Records drawn from a dataset:
........
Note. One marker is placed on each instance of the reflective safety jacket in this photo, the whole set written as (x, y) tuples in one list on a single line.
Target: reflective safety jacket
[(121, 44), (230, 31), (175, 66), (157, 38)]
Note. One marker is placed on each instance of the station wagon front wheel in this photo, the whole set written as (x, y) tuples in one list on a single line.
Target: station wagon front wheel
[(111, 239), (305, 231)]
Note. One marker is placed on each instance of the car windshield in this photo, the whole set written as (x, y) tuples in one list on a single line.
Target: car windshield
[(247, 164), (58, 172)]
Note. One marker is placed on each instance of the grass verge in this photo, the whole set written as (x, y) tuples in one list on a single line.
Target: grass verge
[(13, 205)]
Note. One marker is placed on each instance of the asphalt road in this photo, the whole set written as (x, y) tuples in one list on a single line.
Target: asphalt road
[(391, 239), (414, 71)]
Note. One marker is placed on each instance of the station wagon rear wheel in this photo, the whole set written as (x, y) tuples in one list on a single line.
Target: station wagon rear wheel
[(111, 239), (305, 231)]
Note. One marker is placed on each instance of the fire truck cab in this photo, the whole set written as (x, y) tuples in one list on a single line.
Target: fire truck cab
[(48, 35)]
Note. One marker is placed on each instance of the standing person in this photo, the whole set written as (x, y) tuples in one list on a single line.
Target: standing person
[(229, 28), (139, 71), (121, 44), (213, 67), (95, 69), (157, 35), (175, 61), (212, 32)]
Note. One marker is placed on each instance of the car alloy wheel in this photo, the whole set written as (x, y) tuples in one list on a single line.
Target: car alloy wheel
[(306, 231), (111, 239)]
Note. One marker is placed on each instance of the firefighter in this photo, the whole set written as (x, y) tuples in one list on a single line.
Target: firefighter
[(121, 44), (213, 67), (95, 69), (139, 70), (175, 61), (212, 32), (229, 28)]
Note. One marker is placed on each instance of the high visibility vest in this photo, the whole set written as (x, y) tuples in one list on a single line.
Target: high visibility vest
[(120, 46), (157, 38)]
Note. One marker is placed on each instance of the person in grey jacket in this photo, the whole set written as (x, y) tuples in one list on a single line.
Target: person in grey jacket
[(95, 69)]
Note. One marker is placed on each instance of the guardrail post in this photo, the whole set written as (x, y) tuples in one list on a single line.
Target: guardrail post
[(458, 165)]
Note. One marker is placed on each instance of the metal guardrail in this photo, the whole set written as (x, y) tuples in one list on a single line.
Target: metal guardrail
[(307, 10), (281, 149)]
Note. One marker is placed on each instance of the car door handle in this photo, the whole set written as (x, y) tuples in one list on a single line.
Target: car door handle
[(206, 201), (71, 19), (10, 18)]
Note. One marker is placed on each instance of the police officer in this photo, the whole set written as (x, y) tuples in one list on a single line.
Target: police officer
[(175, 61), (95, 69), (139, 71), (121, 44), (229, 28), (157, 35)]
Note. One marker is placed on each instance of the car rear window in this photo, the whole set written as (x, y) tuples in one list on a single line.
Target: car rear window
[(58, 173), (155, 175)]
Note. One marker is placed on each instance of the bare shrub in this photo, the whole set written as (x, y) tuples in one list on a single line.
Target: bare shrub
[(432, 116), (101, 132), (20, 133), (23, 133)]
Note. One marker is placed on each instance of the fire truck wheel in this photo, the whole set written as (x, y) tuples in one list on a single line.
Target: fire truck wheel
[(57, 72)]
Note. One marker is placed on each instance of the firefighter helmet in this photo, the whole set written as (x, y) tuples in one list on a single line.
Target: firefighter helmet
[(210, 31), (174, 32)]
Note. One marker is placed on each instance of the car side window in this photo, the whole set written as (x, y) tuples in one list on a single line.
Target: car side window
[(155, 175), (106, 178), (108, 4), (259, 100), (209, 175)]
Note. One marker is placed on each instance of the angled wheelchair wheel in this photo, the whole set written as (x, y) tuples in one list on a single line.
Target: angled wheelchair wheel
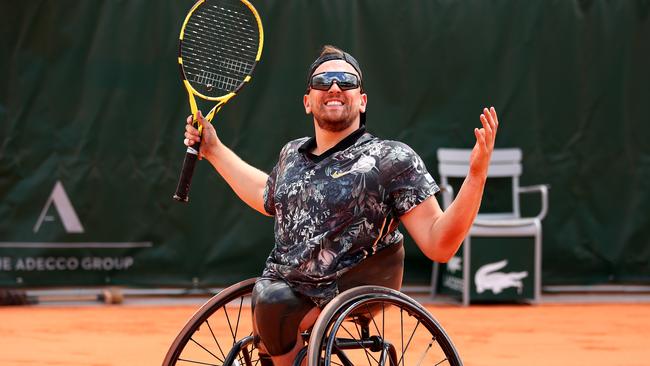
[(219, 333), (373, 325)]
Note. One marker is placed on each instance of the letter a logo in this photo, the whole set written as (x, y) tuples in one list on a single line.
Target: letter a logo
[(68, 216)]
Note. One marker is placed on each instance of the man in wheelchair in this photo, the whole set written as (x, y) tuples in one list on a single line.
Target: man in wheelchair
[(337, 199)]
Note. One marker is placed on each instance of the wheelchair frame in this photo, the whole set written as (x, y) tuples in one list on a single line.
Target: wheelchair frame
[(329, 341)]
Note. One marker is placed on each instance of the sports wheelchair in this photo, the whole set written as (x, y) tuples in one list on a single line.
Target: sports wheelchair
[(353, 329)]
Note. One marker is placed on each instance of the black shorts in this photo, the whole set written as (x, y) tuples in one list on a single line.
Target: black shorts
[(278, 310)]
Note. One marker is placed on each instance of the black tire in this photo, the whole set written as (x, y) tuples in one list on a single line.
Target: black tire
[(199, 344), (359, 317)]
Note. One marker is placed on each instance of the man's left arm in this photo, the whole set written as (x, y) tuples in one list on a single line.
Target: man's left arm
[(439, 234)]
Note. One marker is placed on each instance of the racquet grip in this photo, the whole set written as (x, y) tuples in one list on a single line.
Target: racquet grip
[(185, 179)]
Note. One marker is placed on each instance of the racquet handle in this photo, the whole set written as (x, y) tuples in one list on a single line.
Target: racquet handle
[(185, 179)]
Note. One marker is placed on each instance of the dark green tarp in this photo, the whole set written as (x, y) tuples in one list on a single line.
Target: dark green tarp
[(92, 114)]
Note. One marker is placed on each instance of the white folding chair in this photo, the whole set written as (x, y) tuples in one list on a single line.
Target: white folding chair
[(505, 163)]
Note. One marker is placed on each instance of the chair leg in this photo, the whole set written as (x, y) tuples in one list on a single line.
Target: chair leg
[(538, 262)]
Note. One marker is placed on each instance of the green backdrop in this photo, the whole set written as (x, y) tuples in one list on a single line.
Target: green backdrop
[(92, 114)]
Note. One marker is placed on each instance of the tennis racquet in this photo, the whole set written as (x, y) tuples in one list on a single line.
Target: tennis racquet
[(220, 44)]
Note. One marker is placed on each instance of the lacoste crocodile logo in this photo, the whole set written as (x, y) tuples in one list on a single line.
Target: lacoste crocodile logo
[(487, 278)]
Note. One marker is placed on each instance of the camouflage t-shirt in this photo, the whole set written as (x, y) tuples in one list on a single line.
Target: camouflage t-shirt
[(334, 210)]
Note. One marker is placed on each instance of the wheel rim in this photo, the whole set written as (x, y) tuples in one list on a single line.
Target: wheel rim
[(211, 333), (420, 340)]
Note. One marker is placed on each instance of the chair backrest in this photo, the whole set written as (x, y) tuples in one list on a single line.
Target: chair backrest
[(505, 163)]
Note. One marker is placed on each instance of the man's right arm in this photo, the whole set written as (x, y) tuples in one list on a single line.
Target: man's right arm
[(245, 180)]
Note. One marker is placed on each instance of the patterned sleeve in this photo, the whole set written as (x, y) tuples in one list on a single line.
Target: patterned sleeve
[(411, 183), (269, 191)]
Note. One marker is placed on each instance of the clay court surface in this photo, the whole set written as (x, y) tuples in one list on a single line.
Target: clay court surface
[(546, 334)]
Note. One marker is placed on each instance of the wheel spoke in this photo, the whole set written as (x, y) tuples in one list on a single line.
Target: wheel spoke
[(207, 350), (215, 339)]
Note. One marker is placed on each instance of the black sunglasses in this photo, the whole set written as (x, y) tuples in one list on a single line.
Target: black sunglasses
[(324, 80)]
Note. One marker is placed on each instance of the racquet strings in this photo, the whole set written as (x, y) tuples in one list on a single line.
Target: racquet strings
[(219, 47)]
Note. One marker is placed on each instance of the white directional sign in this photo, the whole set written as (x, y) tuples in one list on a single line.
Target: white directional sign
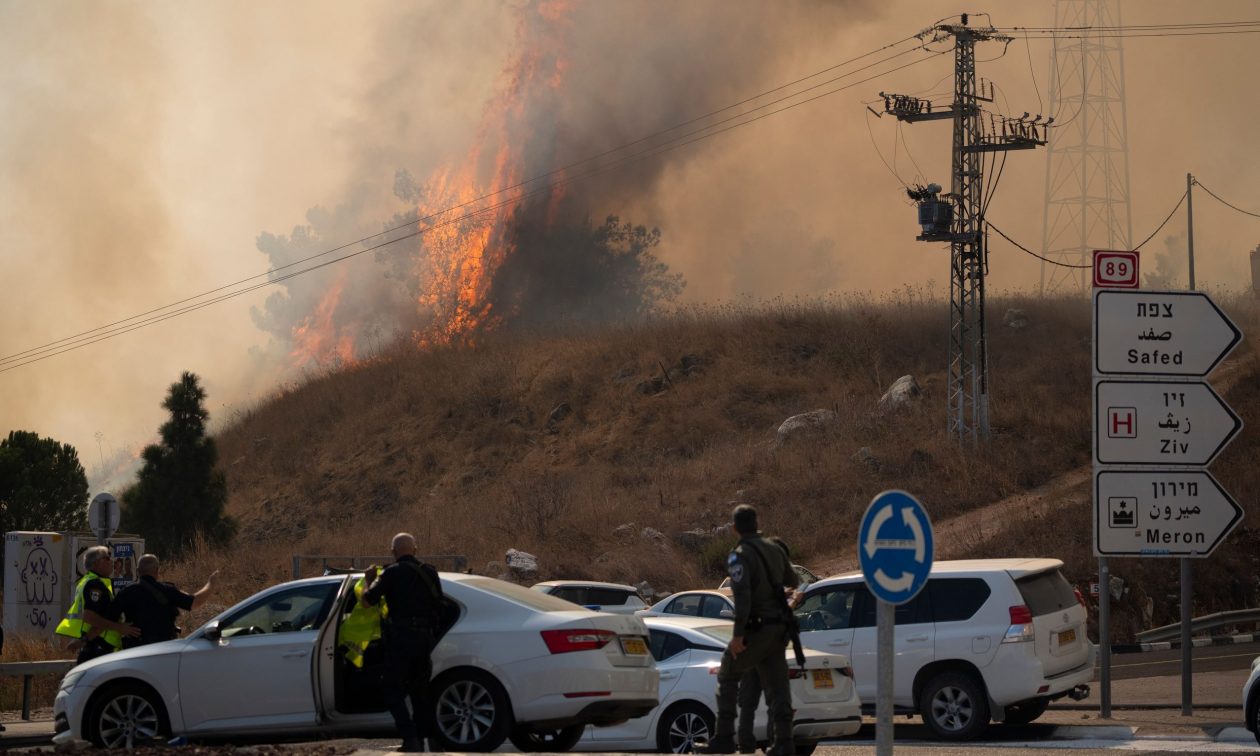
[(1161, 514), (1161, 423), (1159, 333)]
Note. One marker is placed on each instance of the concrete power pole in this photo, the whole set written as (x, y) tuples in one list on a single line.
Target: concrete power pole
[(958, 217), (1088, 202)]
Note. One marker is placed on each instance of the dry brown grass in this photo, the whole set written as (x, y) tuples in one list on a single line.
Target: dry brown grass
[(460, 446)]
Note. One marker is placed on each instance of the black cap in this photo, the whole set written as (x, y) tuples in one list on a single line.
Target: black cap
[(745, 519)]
........
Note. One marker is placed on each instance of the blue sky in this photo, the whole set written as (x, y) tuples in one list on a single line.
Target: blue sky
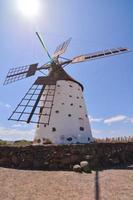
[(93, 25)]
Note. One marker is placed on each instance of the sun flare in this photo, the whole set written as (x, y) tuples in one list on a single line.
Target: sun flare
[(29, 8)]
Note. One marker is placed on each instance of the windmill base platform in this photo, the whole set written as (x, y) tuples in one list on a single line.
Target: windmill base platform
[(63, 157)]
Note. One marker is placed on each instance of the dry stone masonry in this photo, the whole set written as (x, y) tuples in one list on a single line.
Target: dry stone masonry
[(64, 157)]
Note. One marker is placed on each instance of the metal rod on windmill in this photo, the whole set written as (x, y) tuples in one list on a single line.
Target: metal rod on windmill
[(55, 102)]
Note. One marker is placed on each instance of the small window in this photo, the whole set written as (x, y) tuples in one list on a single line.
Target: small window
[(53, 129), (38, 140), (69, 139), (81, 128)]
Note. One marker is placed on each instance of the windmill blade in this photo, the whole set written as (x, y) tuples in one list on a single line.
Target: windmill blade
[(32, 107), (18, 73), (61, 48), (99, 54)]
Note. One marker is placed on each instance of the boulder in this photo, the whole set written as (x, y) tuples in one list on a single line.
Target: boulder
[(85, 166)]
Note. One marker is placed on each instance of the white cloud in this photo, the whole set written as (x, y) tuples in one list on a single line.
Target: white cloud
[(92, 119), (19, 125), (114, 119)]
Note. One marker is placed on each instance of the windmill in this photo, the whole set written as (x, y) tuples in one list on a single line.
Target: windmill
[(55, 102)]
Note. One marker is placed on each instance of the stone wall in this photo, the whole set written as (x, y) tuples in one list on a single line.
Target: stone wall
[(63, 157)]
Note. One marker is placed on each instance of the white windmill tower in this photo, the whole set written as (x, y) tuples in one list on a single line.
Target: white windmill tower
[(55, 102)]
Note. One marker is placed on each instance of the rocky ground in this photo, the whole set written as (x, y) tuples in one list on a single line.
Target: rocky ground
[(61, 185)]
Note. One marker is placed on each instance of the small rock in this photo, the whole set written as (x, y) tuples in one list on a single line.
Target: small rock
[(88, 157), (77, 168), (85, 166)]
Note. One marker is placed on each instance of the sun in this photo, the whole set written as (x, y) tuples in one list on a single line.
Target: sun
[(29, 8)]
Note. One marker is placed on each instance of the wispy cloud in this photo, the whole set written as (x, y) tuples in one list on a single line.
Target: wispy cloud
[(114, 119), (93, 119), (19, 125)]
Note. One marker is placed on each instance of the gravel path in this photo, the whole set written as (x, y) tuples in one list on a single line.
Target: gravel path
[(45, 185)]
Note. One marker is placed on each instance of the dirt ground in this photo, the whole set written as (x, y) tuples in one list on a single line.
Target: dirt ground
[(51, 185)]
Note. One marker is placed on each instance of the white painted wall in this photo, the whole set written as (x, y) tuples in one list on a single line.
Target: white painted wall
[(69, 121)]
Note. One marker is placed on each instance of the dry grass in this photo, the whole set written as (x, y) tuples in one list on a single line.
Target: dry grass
........
→ Work to complete: Please, from the entries above, set down exactly the lines from the one containing "Target: patterned sleeve" through the one containing "the racquet strings", and only those.

→ Task result:
Target: patterned sleeve
[(411, 183), (269, 191)]
Note. One marker is placed on each instance of the clay court surface in this photo, the whole set written as (x, y) tuples in one list on a single line.
Target: clay court surface
[(546, 334)]
Note. One marker is placed on each instance of the wheel spoke in this photo, the whole set written as (x, y) tuples in one list on a single line.
Target: wheel spoke
[(207, 350), (215, 339)]
Note. One marker is placed on each instance of the black sunglasses in this photo, the whole set written as (x, y) tuples in one list on a single line.
Target: black sunglasses
[(324, 80)]
Note. One marker is placed on each instance of the racquet strings in this photo, the whole set written as (x, y) tuples in one list on a single line.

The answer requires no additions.